▶ Work required
The answer should be an exact repeat of the stretch of material below from the line containing "like x=478, y=272." through the line containing "like x=105, y=301.".

****************************************

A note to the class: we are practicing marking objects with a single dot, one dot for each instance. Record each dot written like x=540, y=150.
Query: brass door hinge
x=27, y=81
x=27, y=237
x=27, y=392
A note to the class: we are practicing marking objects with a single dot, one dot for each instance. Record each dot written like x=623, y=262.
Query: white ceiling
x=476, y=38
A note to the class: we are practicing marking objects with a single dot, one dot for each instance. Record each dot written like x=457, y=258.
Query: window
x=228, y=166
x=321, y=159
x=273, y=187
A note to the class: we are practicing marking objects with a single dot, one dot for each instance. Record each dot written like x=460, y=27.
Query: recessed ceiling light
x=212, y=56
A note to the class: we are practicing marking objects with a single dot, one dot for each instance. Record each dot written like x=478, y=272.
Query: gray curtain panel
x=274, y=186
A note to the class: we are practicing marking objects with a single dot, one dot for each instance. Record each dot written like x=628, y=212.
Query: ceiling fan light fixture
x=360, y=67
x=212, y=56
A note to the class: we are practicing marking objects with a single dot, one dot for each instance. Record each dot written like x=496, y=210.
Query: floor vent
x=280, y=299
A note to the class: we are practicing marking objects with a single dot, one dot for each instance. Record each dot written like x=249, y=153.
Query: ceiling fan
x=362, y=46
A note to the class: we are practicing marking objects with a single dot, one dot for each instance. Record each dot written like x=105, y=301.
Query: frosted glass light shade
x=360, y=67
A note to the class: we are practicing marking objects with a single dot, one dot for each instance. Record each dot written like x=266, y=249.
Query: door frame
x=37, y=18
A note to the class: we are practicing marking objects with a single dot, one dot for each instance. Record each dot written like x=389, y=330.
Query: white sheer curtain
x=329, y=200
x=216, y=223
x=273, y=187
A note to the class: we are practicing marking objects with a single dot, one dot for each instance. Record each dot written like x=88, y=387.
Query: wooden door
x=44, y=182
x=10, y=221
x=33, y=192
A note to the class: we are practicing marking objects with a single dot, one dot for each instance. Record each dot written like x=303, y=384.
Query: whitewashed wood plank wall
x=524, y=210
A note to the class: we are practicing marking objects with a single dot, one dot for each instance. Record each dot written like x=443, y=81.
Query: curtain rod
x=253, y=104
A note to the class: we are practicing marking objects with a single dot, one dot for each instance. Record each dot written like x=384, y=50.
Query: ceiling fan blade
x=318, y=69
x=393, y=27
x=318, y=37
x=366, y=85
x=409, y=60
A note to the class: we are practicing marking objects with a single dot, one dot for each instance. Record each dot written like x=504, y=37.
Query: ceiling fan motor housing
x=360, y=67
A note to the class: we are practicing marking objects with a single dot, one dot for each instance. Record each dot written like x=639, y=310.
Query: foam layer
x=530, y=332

****************************************

▶ Output for this exercise
A note to the class: we are practicing marking objects with a single dot, one dot for each instance. Record each dot written like x=478, y=272.
Query: gray curtain panel
x=274, y=186
A note to the class: we are practicing marking objects with a single dot, one dot for each instance. Record each dot written like x=628, y=212.
Query: ceiling fan light fixture
x=360, y=67
x=212, y=56
A note to the class: we are practicing marking objects with a single dot, one dot for each instance. Record each dot written like x=496, y=210.
Query: floor vent
x=280, y=299
A note to the class: we are practicing marking objects with a single dot, one dot for each instance. Record each dot written like x=249, y=153.
Query: ceiling fan
x=362, y=46
A note to the class: we are practicing marking objects with a single dot, one dot for each instance. Record each dot written like x=105, y=301.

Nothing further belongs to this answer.